◆ **STATED TASK**
In your copy, include every line of the listing below exactly but none of the pictures.

◆ **EXERCISE INPUT**
.....
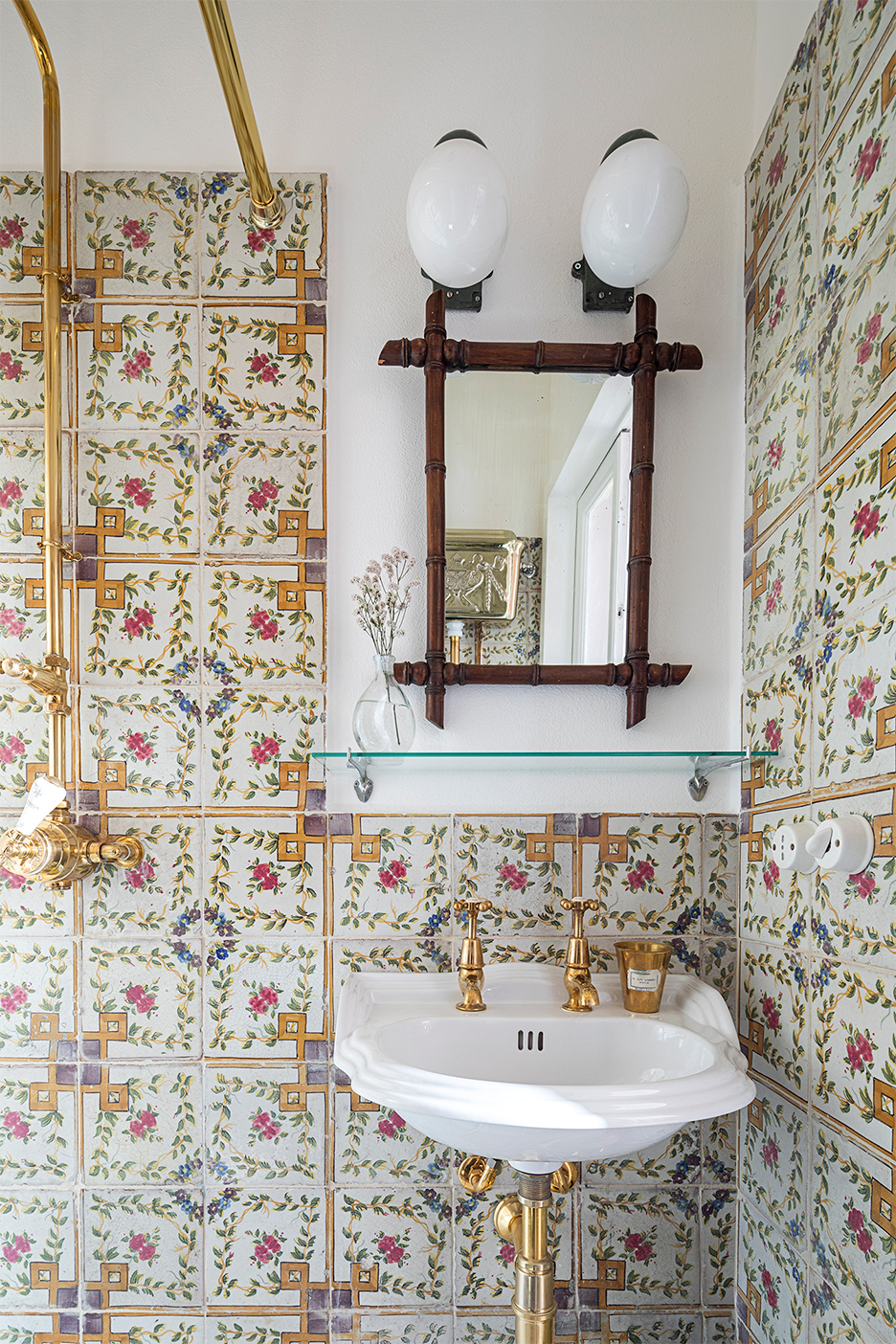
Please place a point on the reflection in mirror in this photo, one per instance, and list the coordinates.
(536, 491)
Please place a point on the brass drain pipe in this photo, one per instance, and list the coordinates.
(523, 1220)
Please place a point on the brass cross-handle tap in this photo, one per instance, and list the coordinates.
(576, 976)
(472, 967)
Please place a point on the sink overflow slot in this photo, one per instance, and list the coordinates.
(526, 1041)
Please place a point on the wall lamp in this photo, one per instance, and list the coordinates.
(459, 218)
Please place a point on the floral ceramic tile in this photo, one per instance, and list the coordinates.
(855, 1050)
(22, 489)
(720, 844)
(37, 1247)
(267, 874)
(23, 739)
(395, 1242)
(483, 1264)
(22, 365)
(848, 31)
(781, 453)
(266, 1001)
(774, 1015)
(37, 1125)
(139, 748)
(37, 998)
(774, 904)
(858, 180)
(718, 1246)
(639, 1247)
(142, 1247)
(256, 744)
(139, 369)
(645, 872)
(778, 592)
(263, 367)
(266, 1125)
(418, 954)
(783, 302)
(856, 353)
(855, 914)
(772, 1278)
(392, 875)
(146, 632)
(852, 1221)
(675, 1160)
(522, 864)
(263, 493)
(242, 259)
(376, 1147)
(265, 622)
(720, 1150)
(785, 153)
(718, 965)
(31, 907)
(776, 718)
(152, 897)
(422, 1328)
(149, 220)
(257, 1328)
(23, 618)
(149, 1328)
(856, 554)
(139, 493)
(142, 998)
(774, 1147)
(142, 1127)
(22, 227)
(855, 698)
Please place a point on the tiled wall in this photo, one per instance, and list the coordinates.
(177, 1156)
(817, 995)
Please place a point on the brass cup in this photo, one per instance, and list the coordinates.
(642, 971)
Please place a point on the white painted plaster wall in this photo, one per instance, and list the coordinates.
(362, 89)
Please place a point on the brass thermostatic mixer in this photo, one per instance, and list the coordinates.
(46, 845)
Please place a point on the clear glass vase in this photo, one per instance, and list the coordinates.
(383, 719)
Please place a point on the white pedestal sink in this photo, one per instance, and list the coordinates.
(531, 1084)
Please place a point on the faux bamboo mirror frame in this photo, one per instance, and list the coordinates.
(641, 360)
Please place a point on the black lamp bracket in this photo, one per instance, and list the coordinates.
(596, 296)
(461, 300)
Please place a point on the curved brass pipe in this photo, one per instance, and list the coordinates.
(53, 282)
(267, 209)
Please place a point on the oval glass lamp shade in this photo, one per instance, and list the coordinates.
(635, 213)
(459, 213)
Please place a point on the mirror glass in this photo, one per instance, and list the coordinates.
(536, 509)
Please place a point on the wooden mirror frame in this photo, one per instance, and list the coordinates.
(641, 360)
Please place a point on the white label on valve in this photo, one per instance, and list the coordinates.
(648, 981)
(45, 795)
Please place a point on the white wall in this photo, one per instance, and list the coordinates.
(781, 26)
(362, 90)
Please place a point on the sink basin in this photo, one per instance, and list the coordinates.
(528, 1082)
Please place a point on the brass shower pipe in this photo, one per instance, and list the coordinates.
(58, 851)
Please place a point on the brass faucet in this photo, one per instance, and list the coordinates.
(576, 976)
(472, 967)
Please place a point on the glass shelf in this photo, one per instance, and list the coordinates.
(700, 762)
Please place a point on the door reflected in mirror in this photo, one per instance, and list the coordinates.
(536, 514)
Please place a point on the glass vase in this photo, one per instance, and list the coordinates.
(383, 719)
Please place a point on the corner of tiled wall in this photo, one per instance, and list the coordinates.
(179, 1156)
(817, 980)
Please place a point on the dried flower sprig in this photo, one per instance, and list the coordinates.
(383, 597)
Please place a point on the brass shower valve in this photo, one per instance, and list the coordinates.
.....
◆ **OUTPUT**
Please place a point on the reflection in mirror in this photo, one per instance, and list the coordinates.
(536, 491)
Please place a point on the brass drain pipe in this photo, one per instance, and list the coordinates.
(523, 1220)
Please place a point on the brass cross-handle tap in this photo, one per instance, and list the coordinates.
(576, 976)
(472, 967)
Please place a point on the sink overflow slot in this photo, one per instance, and list the coordinates.
(526, 1041)
Please place a point on the wall lamp in this photo, one per instance, and list the coordinates.
(459, 218)
Please place a point on the floral ceramic tile in this photo, one per instance, and list the coordinates.
(855, 1050)
(22, 489)
(720, 844)
(37, 1247)
(267, 874)
(23, 739)
(395, 1242)
(483, 1264)
(22, 365)
(848, 31)
(781, 453)
(266, 1001)
(774, 1015)
(37, 1125)
(139, 748)
(37, 998)
(774, 904)
(858, 180)
(718, 1246)
(639, 1247)
(142, 1247)
(256, 744)
(139, 369)
(645, 872)
(778, 592)
(263, 367)
(266, 1125)
(418, 954)
(783, 302)
(856, 353)
(855, 914)
(772, 1278)
(392, 875)
(146, 632)
(852, 1221)
(675, 1160)
(522, 864)
(263, 493)
(242, 259)
(376, 1147)
(265, 622)
(720, 1150)
(785, 153)
(718, 965)
(31, 907)
(776, 718)
(152, 897)
(422, 1328)
(149, 220)
(257, 1328)
(23, 618)
(149, 1328)
(856, 554)
(139, 493)
(142, 998)
(774, 1147)
(142, 1127)
(22, 227)
(855, 698)
Please place a point on the tiled wall in this photo, one per instance, and list the coordinates.
(177, 1156)
(817, 995)
Please place a point on the brass cup in this photo, one per instance, and list the coordinates.
(642, 971)
Please place a point on the white painted plaster wall in this photo, one per instance, and list the coordinates.
(362, 89)
Please place a point on the brass thermostatic mixer in this photo, one per instance, and list the coordinates.
(46, 845)
Please place a point on the clear glass vase in this photo, one per instance, and list the coordinates.
(383, 719)
Please place a point on the white pedestal sink in this photo, one per instance, and list the coordinates.
(531, 1084)
Please place a point on the faux bamboo mirror frame in this photo, one per instance, and list the coordinates.
(641, 360)
Please place a point on the black lamp bracket in this photo, one per instance, and list the coordinates.
(596, 296)
(461, 300)
Please place a point on the curved brass pipe in this photo, one per instance, and list the coordinates.
(53, 282)
(267, 209)
Please place a point on the oval glass lamp shade in this photo, one per instance, and list the coordinates.
(635, 213)
(459, 213)
Please place a point on the mirror glass in this photo, one per instance, and list the coordinates.
(536, 509)
Please place a point on the wooden mirror frame in this photo, one per instance, and list the coordinates.
(641, 360)
Please place a point on the white label on valve in this photo, one per instance, and list the coordinates.
(648, 981)
(45, 795)
Please place a point on the white wall in this photo, one per instance, and list the coordinates.
(781, 26)
(362, 90)
Please place a point on the sink basin in this photo, one per instance, and list the coordinates.
(528, 1082)
Please place a point on the brass shower pipe in this photo, one per instance, and list the coordinates.
(58, 851)
Please place a point on the brass faucet in this photo, one per instance, and list the coordinates.
(576, 976)
(472, 967)
Please place a point on the glass shelf in this photo, one per instance, and list the coordinates.
(700, 762)
Please place a point on the door reflected in mirror in this photo, one per instance, and list the coordinates.
(536, 514)
Please place a point on the glass vase in this photo, one per instance, and list the coordinates.
(383, 719)
Please place a point on the corner of tiled wall in this photo, one per instance, and list the coordinates.
(179, 1156)
(817, 980)
Please place a point on the dried flower sprig in this photo, one per instance, and list the coordinates.
(383, 597)
Please place a point on the brass shower valve in this photo, one per instance, and list the coordinates.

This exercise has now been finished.